> _Task to carry out_: Reproduce word for word the lines of the listing below, from the line containing "task | place a point on the yellow wall, one" to the line containing "x=325, y=409", including both of those lines.

> _Task data_:
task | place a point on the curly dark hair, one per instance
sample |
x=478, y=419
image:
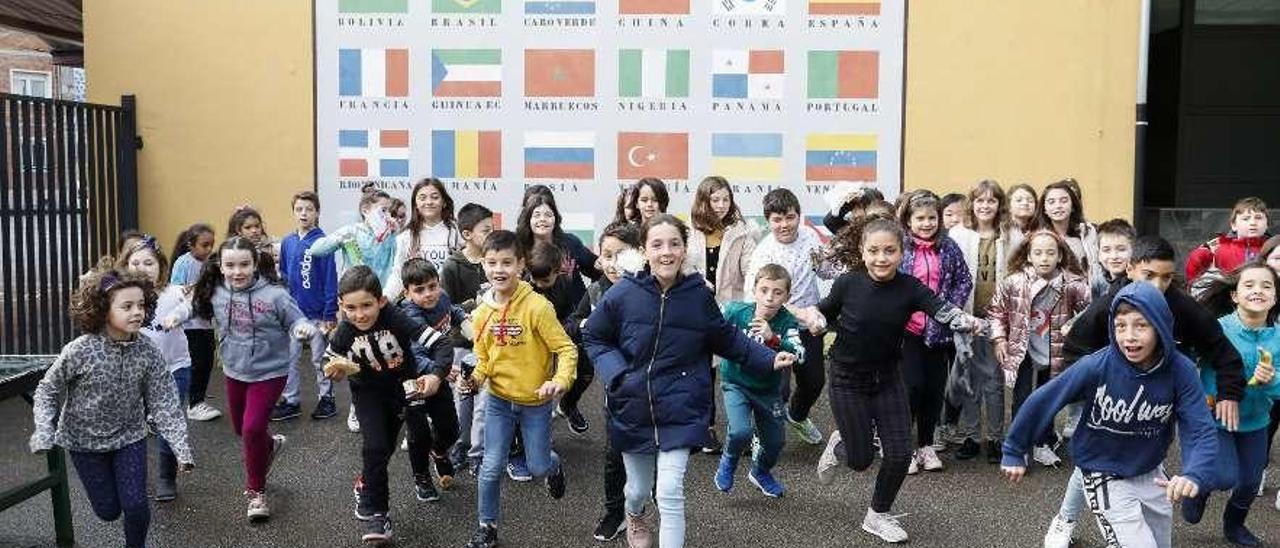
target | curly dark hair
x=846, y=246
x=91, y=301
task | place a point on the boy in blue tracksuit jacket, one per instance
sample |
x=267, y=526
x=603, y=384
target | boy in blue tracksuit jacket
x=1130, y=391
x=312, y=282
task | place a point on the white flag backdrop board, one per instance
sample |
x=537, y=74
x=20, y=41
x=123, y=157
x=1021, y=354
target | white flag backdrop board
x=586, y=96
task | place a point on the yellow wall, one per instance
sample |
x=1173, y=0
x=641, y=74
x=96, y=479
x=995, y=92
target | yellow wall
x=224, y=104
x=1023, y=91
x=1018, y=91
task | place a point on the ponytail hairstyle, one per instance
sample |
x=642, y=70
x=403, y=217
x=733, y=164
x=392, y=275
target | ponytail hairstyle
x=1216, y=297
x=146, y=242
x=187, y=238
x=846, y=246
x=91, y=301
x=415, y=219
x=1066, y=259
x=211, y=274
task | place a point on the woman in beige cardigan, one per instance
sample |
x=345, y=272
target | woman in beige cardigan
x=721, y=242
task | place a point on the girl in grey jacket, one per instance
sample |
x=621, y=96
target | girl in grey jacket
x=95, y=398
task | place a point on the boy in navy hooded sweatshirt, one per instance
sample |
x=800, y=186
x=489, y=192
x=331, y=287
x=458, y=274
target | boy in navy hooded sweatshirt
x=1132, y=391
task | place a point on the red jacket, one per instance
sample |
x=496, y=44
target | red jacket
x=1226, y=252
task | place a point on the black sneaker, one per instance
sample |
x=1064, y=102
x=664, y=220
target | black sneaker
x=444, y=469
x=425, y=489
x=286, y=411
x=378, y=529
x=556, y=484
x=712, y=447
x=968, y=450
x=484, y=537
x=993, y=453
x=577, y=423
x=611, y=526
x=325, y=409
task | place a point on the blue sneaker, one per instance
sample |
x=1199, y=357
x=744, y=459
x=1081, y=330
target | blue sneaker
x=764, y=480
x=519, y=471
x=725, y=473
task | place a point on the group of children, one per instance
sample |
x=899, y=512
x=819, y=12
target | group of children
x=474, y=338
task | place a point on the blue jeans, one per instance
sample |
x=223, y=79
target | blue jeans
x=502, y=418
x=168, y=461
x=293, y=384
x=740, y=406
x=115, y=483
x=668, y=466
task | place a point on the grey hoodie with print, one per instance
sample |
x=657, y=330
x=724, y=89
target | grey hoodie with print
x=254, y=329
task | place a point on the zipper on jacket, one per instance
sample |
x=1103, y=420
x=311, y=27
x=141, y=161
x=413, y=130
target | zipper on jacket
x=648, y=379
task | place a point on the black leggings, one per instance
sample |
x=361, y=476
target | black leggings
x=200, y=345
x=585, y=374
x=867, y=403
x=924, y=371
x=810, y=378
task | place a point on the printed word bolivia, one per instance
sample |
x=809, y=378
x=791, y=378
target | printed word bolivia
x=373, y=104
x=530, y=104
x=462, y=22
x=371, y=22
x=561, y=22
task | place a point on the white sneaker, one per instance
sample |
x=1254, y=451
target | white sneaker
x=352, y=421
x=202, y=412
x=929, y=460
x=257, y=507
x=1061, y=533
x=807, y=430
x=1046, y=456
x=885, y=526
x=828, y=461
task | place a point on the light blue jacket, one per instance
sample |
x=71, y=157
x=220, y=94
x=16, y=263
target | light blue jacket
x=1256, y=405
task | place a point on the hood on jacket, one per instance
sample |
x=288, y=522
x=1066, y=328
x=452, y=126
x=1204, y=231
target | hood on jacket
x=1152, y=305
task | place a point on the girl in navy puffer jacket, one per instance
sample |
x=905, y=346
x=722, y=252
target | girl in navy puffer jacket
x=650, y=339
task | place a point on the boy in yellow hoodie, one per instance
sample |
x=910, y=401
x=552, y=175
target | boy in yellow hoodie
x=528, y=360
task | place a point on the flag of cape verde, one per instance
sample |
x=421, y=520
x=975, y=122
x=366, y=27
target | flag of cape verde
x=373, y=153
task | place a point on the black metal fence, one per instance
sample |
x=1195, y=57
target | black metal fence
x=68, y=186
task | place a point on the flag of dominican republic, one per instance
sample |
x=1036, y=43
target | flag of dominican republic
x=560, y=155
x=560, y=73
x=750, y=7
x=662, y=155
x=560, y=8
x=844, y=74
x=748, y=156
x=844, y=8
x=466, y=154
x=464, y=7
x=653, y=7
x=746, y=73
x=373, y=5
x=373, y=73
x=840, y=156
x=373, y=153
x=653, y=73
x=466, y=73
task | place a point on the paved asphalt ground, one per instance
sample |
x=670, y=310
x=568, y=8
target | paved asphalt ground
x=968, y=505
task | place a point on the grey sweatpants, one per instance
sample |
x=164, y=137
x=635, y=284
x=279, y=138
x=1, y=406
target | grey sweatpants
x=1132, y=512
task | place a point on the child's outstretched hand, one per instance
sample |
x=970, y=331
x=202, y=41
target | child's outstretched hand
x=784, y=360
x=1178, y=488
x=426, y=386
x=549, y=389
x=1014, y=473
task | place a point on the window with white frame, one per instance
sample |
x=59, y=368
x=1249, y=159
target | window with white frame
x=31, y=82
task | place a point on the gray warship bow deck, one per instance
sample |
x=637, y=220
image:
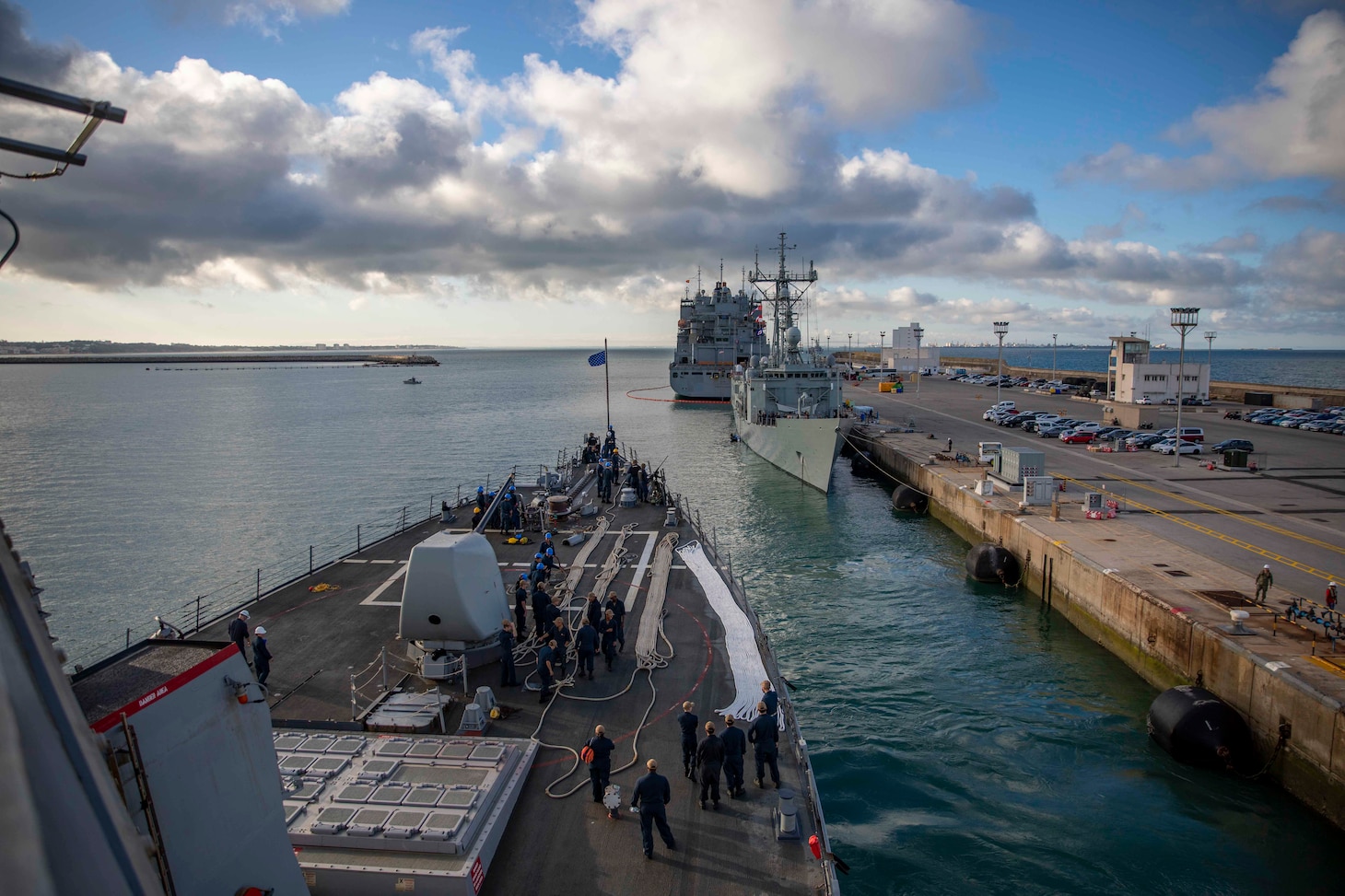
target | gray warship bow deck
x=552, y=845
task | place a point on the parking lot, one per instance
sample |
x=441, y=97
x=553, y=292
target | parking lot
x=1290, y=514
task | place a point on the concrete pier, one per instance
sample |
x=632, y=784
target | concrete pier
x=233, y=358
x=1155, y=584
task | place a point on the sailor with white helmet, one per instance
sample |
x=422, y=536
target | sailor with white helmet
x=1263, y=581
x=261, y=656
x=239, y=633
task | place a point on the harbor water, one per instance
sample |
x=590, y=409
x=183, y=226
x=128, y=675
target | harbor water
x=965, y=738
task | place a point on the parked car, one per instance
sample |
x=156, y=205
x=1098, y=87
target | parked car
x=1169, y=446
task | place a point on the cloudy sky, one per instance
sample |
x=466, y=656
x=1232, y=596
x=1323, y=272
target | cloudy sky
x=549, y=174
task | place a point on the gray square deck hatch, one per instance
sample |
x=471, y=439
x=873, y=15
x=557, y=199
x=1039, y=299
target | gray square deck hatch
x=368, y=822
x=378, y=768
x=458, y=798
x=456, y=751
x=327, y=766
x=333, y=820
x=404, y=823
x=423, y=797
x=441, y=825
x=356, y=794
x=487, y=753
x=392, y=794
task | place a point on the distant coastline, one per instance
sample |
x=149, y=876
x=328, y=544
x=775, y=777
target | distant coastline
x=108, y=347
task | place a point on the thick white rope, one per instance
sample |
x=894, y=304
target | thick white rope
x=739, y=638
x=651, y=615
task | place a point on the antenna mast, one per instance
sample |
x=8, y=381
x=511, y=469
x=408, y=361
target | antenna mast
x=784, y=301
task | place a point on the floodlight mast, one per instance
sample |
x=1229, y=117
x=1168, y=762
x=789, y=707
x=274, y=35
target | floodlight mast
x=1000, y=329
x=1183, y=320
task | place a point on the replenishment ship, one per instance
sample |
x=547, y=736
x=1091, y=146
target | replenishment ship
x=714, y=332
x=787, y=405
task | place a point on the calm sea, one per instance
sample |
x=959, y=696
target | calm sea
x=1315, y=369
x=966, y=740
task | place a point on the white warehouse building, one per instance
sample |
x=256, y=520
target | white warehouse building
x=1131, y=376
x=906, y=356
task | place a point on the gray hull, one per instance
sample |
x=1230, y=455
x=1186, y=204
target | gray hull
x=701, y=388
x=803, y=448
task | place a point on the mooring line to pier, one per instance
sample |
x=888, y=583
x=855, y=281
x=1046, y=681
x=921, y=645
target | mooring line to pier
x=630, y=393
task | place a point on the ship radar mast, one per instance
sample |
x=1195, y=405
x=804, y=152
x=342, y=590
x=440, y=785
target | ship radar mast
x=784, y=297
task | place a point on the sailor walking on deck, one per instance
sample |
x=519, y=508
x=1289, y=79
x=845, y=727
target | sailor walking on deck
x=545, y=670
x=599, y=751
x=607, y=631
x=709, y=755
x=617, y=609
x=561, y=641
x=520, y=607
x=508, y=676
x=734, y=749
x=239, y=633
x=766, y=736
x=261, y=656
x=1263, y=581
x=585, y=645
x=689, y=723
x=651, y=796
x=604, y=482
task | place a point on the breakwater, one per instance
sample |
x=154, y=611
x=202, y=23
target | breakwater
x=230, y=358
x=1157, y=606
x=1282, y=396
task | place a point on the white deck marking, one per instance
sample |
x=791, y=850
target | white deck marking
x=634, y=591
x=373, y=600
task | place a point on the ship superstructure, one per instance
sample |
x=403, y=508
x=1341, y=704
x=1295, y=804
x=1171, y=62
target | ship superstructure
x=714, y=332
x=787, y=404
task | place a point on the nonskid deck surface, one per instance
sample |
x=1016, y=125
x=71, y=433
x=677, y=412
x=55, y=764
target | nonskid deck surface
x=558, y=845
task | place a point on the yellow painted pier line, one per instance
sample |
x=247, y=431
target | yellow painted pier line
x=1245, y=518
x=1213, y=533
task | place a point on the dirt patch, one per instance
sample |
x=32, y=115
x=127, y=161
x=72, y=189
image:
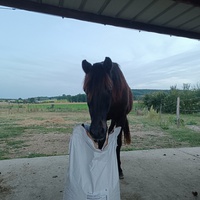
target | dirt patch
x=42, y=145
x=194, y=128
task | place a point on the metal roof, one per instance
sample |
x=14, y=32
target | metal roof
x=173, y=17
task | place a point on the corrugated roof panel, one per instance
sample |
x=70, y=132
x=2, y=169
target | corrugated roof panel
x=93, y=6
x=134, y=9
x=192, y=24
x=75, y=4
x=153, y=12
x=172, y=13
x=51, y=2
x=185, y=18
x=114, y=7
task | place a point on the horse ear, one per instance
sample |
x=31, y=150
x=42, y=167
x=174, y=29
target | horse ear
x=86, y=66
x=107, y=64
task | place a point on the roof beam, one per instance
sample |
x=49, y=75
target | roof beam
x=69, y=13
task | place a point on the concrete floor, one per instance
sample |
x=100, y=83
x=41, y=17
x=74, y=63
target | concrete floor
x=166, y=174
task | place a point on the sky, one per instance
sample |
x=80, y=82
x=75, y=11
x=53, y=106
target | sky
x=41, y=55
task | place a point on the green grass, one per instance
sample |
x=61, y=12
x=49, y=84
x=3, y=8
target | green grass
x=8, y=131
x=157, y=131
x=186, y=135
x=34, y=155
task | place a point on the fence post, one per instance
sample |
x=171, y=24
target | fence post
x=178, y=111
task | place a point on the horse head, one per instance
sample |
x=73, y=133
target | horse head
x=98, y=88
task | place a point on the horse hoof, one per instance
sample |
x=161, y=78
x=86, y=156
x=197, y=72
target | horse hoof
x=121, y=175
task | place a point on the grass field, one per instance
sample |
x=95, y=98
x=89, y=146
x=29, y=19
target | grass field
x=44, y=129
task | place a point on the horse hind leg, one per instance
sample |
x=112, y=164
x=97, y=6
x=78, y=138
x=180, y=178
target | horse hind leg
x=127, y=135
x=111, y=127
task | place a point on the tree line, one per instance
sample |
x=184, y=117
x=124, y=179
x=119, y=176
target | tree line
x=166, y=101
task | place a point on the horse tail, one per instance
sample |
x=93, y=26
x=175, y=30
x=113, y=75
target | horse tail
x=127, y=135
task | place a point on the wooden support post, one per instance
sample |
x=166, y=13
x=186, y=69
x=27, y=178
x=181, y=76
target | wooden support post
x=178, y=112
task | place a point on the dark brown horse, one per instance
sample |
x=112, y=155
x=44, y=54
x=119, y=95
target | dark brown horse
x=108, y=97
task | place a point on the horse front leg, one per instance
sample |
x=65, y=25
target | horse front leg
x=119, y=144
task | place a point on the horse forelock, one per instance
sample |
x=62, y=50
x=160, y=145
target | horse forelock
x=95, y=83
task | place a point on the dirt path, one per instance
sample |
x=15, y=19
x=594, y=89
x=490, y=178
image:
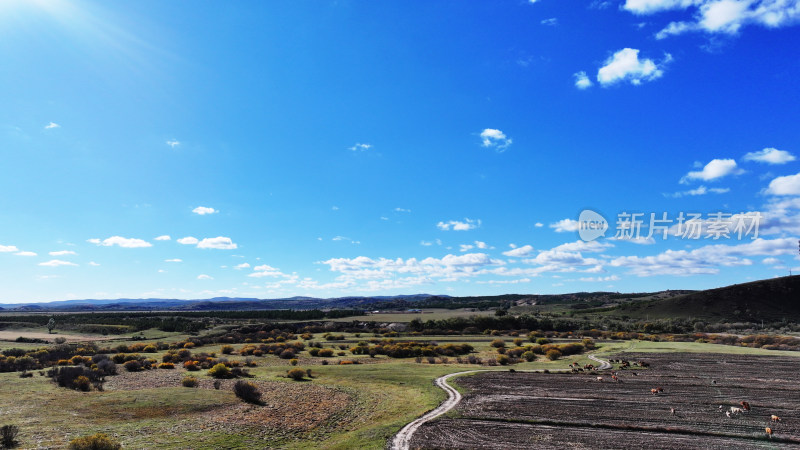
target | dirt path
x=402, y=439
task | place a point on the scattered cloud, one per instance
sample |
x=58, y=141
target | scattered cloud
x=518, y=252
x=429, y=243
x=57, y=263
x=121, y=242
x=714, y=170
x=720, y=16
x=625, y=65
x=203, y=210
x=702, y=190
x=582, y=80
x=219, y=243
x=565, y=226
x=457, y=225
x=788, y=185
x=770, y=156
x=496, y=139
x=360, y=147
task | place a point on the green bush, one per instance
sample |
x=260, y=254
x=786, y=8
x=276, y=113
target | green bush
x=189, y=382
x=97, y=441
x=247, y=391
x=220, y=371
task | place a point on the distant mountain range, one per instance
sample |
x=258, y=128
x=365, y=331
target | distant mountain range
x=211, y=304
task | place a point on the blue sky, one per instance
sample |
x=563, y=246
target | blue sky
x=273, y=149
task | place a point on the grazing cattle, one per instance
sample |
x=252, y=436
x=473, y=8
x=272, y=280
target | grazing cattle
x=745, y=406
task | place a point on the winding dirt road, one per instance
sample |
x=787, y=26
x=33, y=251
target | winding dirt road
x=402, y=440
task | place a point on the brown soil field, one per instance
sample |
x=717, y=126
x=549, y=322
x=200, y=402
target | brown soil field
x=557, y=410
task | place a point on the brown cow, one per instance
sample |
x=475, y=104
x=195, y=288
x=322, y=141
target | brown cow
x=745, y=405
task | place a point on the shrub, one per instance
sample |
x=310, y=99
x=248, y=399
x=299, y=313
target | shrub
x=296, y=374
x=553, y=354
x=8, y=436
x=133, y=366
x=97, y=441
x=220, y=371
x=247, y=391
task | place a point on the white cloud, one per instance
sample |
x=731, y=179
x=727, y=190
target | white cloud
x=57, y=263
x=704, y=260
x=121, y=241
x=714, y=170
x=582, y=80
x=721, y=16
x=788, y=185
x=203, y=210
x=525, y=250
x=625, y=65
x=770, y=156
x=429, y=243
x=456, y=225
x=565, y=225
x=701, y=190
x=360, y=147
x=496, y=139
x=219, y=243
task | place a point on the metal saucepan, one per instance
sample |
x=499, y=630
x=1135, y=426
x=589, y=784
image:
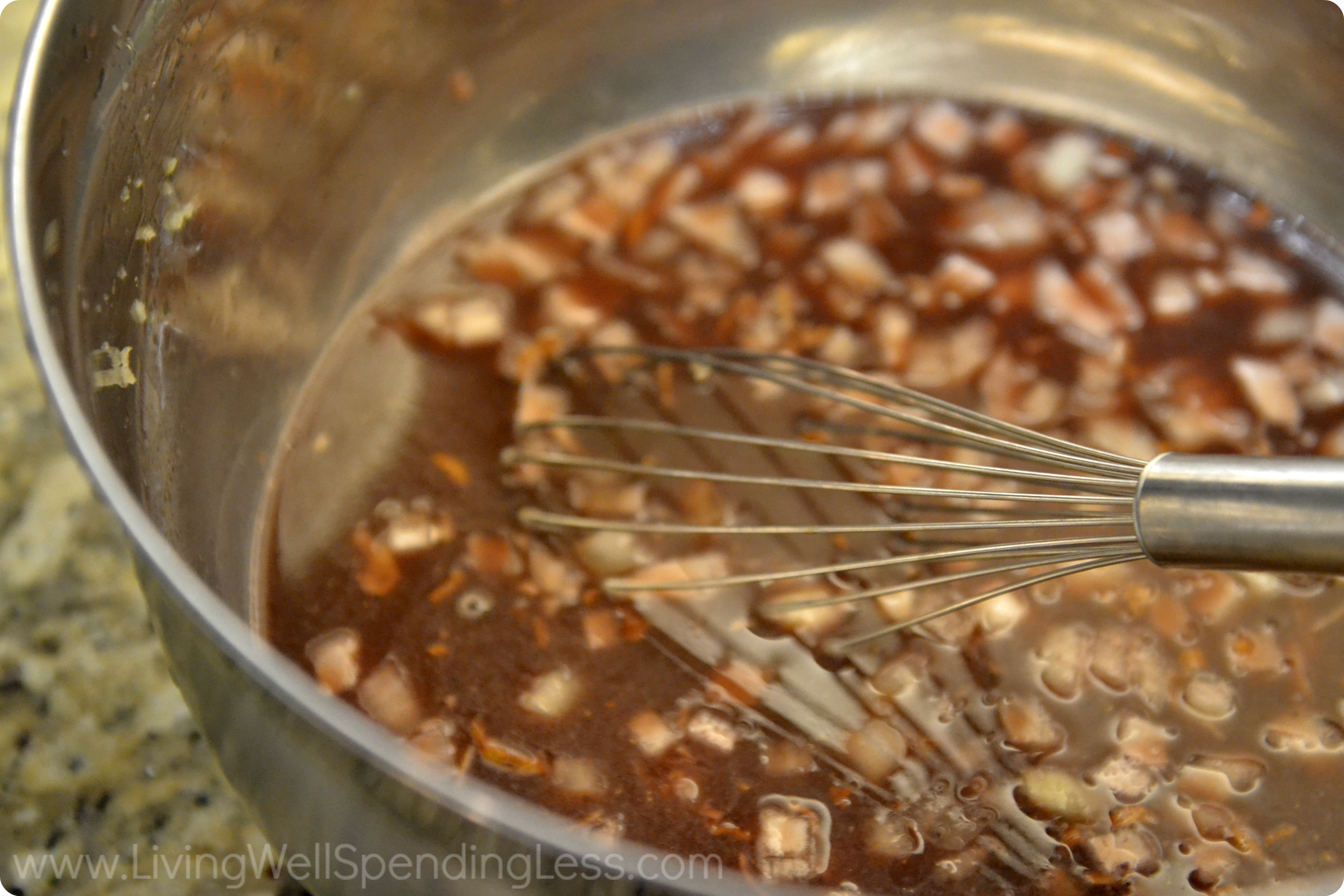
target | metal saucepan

> _Final answer_:
task | place a point on the yellow wall, one per instance
sample |
x=1173, y=0
x=641, y=74
x=96, y=479
x=995, y=92
target | yellow wall
x=224, y=104
x=1023, y=91
x=1018, y=91
task | place a point on the ponytail hairstyle, one per instance
sample |
x=642, y=70
x=403, y=217
x=733, y=164
x=392, y=275
target | ponytail hairstyle
x=1216, y=297
x=146, y=242
x=187, y=238
x=846, y=246
x=91, y=301
x=415, y=219
x=1066, y=259
x=211, y=274
task | place a point on the woman in beige cardigan, one per instance
sample |
x=345, y=272
target | woman in beige cardigan
x=721, y=242
task | place a point on the girl in grey jacket, one per instance
sample |
x=621, y=96
target | girl in grey jacket
x=95, y=398
task | place a point on the boy in navy hooded sweatshirt, one per instance
sample |
x=800, y=186
x=489, y=192
x=331, y=287
x=458, y=274
target | boy in navy hooded sweatshirt
x=1132, y=391
task | place a point on the red jacket, one per instance
sample |
x=496, y=44
target | red jacket
x=1226, y=252
task | place a point on the black sneaker, one per instance
sample |
x=1064, y=102
x=664, y=220
target | black sneaker
x=444, y=469
x=425, y=489
x=286, y=411
x=378, y=529
x=556, y=484
x=712, y=447
x=968, y=450
x=484, y=537
x=993, y=453
x=577, y=423
x=611, y=526
x=325, y=409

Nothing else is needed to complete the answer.